## Task statement
Straight copy, no pictures: transcribe each entry as it stands.

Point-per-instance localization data
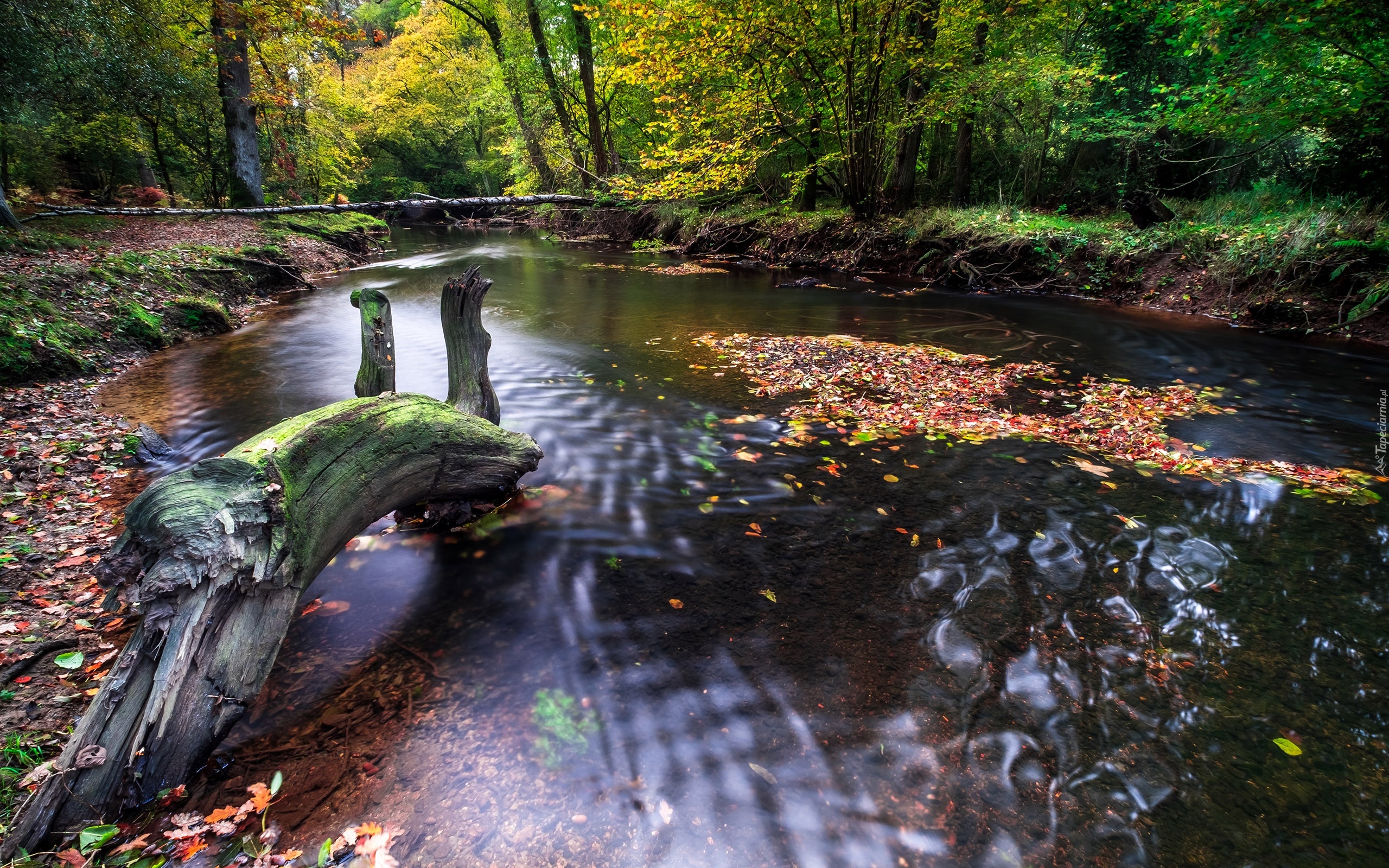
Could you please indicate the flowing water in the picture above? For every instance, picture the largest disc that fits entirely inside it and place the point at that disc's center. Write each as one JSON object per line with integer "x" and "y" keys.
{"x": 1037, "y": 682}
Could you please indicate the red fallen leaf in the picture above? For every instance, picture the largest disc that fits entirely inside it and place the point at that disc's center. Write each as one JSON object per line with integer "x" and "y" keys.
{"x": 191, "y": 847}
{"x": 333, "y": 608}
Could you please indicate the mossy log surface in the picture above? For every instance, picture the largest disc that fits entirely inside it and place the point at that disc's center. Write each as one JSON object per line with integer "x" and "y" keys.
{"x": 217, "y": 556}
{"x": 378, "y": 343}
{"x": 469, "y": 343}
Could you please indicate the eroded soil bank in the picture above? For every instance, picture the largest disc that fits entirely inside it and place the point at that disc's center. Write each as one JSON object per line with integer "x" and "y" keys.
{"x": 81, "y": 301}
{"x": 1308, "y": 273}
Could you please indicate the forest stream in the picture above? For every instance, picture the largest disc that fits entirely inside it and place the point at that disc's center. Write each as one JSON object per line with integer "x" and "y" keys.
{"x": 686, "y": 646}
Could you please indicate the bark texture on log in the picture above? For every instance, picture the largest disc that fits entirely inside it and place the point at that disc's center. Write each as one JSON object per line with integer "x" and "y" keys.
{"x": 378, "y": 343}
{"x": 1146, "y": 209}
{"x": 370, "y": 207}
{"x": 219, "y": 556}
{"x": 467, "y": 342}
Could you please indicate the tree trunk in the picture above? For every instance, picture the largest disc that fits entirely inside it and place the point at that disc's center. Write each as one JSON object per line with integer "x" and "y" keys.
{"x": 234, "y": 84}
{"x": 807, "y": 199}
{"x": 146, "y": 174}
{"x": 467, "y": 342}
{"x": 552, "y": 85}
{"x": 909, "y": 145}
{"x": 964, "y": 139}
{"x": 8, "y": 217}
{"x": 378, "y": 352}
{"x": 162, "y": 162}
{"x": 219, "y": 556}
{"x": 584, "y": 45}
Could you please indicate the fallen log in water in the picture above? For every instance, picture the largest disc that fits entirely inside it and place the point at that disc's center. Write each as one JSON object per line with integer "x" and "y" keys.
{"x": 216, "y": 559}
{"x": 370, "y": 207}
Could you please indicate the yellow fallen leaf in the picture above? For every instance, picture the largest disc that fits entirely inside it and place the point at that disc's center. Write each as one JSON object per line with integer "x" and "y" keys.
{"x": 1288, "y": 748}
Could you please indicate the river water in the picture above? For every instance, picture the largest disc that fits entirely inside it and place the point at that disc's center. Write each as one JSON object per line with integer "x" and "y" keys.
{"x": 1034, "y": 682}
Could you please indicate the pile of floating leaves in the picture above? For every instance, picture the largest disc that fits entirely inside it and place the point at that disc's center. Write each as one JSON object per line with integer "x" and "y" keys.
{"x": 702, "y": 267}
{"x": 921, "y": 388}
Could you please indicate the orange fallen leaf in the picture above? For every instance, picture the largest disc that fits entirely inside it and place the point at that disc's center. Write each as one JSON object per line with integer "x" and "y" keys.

## Result of the exercise
Could you please indicate the flowing water in the picture above? For every instance, picture the largest disc that fits entirely inside it and place the point at that disc's center. Write each as one JSON object per line with integer "x" and "y" keys.
{"x": 1037, "y": 682}
Could you please indicate the red fallen leaf in the picture above? For every instance, picture the largest disc that fits entirely inside it and place the point at that disc's center. Write each as one JSON object per line with integer "x" and "y" keys.
{"x": 191, "y": 847}
{"x": 333, "y": 608}
Could you please indicate the mossy log surface in the picture above? For every instance, picture the largest disc that fits entirely inside it and place the point at that disc's center. Write each as one JSON object per line with integer "x" and "y" keys.
{"x": 217, "y": 556}
{"x": 378, "y": 343}
{"x": 469, "y": 343}
Could you please indicate the eroded soil bank in the picture above? For every instance, picture the largest disc that fits entirely inside it and place the point at that disc's center. Write each as one JSON object per line with integer "x" and "y" keys.
{"x": 81, "y": 301}
{"x": 1308, "y": 273}
Could you please indicate the forest stream in the picture above? For every instance, picture the largest disc that fits entirely inside it and place the point at that disc's center. Write each as one JSON object per line with integer "x" and "y" keys.
{"x": 686, "y": 646}
Could you please indicate the bark texture on log in the picture above? For every instance, picture the largest disc that fits entirely inside it and place the point at that disc's center. Write each as one JSON object per line with integer "x" and "y" keys.
{"x": 378, "y": 343}
{"x": 1146, "y": 209}
{"x": 370, "y": 207}
{"x": 219, "y": 556}
{"x": 467, "y": 342}
Could you please indicate the tree trunk in the picture above? For every instance, picture the largest disc that fits entirely inside it and place the point at that disc's center. Write each as one JSON object per line with integer "x" and "y" keys.
{"x": 234, "y": 84}
{"x": 807, "y": 199}
{"x": 146, "y": 174}
{"x": 467, "y": 342}
{"x": 552, "y": 85}
{"x": 909, "y": 145}
{"x": 964, "y": 139}
{"x": 8, "y": 217}
{"x": 378, "y": 352}
{"x": 162, "y": 162}
{"x": 219, "y": 556}
{"x": 584, "y": 45}
Could you please indicate the fallen log in water in the picture above? For every instance, picture the largest disc that fits entirely inside it and place the point at that disc's center. Write each as one JSON object per line with integer "x" and "y" keys.
{"x": 216, "y": 559}
{"x": 370, "y": 207}
Could you please indicate the yellow fallen leaf in the picture above? For every instance, picture the largest disc that fits entirely inside it and place the point at that disc's center. Write each as one JSON object per line with integer "x" and "y" keys.
{"x": 1288, "y": 748}
Could you please indicate the river water in the picture above? For every instance, picture the largest disc that fits entirely inside it and place the point at that disc's center. Write each as one JSON object per line with integer "x" and "y" keys.
{"x": 1034, "y": 682}
Could you please indicate the pile of floating leaves in the picture above? For every instance, picture the largest disc that fits entirely inside it and place the point at that disc's center. Write each as one JSON object per line with integer "x" and "y" keys.
{"x": 702, "y": 267}
{"x": 921, "y": 388}
Could you please indicate the orange fallen leaf in the picture above? For every instance, picture the largest disc that fits entirely inside it and place the point at that disc's center. Write each as one JSON object per line with integer "x" and "y" keys.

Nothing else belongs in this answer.